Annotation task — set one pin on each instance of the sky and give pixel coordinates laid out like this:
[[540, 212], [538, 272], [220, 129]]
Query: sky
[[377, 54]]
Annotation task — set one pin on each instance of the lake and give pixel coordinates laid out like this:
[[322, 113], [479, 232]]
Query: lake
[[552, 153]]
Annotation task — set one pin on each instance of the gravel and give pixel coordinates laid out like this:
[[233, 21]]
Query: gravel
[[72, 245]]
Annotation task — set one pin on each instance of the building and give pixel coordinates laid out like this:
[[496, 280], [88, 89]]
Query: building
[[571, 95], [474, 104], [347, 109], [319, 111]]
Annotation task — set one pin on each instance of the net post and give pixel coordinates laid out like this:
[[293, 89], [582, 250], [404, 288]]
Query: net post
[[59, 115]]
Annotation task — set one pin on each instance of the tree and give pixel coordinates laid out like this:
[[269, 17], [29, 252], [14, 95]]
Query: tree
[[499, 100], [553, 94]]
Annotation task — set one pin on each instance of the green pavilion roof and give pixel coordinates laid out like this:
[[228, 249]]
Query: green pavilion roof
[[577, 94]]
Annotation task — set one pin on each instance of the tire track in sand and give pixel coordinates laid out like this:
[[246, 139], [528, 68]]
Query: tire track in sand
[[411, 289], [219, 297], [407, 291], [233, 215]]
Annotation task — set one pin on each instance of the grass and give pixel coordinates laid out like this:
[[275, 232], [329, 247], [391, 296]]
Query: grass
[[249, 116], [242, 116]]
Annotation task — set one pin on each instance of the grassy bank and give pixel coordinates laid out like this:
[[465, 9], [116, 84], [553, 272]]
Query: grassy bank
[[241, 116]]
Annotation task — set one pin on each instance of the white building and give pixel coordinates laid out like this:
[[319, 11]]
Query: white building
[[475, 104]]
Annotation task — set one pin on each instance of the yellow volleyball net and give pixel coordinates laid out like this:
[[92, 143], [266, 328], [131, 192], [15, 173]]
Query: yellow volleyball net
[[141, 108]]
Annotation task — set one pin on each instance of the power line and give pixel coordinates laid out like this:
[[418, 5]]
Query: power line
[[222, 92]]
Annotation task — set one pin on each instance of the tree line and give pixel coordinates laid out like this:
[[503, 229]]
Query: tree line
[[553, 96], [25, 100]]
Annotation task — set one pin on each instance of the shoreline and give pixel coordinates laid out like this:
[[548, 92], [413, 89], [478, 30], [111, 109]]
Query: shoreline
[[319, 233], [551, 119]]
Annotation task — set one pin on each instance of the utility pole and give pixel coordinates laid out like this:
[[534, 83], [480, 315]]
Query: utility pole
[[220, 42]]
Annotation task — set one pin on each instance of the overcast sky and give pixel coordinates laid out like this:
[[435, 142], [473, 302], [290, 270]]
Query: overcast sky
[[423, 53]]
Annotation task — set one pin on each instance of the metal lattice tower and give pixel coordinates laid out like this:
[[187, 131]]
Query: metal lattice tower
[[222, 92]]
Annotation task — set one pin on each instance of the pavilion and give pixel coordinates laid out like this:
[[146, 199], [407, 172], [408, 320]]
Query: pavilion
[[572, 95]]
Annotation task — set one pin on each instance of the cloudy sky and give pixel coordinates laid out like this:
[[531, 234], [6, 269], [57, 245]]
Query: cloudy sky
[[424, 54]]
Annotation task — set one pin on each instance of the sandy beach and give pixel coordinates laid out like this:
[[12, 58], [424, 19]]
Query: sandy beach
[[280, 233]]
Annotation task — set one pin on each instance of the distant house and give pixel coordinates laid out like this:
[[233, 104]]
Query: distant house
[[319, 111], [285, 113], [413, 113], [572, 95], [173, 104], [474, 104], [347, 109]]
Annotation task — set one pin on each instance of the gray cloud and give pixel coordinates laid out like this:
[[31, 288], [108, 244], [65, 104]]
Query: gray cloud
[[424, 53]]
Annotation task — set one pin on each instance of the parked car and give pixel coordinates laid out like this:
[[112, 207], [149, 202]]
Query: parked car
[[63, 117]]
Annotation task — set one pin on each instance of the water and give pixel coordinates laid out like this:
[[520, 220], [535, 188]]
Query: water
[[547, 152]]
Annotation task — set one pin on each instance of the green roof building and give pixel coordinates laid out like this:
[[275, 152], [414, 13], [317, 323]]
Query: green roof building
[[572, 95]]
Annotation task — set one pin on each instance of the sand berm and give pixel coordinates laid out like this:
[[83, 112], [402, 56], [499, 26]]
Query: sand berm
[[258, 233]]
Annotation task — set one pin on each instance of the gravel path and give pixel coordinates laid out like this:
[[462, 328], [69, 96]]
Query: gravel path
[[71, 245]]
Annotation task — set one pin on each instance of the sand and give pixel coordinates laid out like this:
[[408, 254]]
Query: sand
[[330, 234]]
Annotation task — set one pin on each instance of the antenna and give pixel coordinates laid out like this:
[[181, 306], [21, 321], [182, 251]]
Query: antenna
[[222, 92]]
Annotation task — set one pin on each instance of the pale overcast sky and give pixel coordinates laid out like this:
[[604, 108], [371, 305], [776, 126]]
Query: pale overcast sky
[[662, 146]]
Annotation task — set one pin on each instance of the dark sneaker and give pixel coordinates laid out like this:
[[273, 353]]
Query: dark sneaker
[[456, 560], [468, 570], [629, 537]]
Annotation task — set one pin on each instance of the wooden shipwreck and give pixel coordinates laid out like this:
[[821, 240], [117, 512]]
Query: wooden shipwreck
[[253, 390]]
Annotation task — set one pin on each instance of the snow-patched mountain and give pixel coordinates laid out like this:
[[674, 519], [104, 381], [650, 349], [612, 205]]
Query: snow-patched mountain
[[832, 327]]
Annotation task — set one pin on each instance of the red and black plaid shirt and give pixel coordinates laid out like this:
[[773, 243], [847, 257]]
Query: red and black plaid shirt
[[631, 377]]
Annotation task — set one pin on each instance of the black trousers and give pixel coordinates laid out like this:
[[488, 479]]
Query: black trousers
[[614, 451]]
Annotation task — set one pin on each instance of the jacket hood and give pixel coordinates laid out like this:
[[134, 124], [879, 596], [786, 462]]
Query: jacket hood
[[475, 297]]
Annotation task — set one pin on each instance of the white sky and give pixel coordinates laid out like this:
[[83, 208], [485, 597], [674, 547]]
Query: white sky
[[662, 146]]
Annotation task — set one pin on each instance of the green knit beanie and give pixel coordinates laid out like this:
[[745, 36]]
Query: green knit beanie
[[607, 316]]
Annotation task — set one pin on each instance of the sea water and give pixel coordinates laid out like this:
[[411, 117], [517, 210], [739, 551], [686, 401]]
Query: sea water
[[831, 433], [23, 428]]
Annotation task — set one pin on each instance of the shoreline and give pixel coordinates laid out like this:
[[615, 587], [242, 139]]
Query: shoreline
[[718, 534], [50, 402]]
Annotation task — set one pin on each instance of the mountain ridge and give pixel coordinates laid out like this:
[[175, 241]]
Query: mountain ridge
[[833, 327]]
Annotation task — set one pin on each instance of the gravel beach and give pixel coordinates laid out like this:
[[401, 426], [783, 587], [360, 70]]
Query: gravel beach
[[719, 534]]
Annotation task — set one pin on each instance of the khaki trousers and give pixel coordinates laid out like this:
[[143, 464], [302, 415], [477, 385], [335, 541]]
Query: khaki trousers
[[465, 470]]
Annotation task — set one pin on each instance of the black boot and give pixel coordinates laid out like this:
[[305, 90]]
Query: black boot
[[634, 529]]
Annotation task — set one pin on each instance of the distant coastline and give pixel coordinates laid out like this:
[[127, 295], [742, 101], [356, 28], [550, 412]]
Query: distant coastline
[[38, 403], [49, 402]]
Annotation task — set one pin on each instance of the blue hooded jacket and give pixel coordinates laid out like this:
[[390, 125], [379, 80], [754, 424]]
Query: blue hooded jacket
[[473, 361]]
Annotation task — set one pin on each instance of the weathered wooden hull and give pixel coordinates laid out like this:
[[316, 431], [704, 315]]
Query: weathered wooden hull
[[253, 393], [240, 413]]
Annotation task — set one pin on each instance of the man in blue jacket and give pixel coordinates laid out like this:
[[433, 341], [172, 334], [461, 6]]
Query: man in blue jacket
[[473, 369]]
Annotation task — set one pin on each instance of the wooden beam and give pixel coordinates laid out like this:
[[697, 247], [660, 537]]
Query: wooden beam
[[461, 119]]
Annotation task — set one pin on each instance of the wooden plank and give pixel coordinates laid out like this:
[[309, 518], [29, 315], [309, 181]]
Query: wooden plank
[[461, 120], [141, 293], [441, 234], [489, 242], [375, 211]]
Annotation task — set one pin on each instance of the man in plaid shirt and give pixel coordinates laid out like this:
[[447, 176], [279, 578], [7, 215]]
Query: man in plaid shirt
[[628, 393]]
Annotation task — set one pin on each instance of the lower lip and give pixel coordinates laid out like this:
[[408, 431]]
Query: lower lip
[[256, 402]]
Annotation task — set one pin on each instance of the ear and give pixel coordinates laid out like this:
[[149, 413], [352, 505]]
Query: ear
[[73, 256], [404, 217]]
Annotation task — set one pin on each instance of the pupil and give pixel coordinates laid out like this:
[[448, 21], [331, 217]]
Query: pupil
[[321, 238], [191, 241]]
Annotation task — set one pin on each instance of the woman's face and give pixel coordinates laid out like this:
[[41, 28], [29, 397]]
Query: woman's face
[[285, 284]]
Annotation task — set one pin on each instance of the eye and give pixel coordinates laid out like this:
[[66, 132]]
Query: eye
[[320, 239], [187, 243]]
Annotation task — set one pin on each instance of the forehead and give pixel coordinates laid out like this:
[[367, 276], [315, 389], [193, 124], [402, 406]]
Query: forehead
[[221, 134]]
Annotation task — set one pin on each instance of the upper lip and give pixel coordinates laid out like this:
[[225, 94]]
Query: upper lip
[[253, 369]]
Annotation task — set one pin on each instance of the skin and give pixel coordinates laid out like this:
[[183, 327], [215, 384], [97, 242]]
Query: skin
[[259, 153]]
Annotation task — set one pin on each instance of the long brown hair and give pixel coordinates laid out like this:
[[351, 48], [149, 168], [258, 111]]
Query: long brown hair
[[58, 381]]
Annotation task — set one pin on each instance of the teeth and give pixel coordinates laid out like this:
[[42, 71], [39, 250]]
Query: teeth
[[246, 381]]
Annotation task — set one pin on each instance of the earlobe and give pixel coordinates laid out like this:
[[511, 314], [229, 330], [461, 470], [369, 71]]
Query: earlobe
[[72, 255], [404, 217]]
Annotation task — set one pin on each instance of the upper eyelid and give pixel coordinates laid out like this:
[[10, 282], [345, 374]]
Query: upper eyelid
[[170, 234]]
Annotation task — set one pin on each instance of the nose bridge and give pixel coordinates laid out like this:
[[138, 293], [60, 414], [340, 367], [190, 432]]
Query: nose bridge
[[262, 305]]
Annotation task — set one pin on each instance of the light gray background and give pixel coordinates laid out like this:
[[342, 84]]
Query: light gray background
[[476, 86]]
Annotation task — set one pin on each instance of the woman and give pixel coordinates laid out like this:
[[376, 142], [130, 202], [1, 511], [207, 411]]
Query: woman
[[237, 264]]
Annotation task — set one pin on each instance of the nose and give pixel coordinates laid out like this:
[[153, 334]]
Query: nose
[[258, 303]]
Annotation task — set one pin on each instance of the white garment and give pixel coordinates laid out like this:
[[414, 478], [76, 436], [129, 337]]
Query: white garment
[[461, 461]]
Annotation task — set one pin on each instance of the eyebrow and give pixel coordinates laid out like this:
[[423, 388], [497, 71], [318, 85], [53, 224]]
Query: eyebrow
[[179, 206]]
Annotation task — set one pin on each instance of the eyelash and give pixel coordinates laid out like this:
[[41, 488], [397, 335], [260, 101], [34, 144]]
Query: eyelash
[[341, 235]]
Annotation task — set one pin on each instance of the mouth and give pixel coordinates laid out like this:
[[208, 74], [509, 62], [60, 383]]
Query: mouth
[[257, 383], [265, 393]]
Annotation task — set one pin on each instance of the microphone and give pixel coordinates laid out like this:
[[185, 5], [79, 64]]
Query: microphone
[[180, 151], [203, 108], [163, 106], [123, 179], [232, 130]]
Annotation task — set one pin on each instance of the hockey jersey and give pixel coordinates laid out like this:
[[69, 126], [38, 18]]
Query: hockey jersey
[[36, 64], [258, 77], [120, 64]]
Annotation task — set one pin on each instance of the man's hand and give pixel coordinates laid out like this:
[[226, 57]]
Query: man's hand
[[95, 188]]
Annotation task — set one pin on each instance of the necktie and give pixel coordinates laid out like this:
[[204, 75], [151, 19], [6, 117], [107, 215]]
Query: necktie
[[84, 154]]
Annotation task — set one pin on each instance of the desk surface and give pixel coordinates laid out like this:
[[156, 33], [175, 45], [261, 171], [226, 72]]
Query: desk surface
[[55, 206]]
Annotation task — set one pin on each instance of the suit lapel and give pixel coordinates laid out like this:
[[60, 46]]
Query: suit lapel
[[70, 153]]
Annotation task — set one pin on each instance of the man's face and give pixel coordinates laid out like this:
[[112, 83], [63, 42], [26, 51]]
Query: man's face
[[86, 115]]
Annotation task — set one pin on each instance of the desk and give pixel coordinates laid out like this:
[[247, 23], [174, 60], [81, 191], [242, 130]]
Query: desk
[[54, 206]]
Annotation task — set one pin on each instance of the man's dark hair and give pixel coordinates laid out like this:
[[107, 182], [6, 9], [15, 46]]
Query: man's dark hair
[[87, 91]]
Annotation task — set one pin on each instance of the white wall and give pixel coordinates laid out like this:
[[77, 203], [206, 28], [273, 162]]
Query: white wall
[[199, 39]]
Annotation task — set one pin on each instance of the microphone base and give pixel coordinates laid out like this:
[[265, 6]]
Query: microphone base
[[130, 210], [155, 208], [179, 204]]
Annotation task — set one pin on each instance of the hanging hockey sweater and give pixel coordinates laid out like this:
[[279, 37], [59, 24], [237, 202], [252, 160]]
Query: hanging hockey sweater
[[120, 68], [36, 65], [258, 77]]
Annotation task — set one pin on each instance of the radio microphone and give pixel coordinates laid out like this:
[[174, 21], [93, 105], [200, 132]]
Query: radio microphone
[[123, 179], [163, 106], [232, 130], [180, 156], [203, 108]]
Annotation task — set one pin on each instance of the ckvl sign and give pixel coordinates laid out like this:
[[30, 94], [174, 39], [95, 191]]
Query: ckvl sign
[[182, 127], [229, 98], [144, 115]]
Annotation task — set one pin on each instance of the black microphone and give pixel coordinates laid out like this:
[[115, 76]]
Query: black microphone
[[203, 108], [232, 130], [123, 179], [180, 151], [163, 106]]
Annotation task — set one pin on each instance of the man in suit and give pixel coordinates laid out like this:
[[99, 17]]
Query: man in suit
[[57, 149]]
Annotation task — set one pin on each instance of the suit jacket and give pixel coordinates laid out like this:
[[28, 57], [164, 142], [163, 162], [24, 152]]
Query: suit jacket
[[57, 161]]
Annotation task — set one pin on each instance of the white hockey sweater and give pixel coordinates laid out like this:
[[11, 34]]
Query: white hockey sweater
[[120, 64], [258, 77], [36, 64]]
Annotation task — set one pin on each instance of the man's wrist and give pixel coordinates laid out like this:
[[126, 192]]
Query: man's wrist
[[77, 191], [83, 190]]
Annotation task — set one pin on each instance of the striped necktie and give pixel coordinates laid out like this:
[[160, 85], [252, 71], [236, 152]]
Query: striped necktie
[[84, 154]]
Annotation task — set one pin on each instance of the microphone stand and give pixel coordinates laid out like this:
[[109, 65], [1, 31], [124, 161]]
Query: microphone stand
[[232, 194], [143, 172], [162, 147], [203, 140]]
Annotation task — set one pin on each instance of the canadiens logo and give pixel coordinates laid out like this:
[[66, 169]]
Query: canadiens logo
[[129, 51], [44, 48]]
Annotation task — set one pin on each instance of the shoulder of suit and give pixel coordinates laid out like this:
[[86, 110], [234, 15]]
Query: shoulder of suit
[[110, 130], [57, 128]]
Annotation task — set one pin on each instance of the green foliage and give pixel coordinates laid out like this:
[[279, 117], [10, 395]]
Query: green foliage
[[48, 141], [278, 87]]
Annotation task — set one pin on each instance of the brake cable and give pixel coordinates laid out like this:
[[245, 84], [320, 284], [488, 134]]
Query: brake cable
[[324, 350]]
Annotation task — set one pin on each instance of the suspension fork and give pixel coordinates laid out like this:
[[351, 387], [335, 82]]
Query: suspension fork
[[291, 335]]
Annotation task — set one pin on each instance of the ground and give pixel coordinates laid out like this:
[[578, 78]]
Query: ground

-.-.-

§ **What the task requires**
Among the lines above, repeat exactly those from the line with "the wooden plank" to the line with "[[447, 176], [279, 578], [7, 215]]", counting both ends.

§ **Exercise answer**
Annotation task — set one pin on each instance of the wooden plank and give pixel coordinates laid out like this:
[[309, 518], [29, 315], [309, 181]]
Query: wooden plank
[[461, 120], [141, 293], [441, 234], [489, 242], [375, 211]]
Annotation task — set one pin on each instance of the man in plaid shirt and give pixel coordinates laid out like this:
[[447, 176], [279, 578], [7, 215]]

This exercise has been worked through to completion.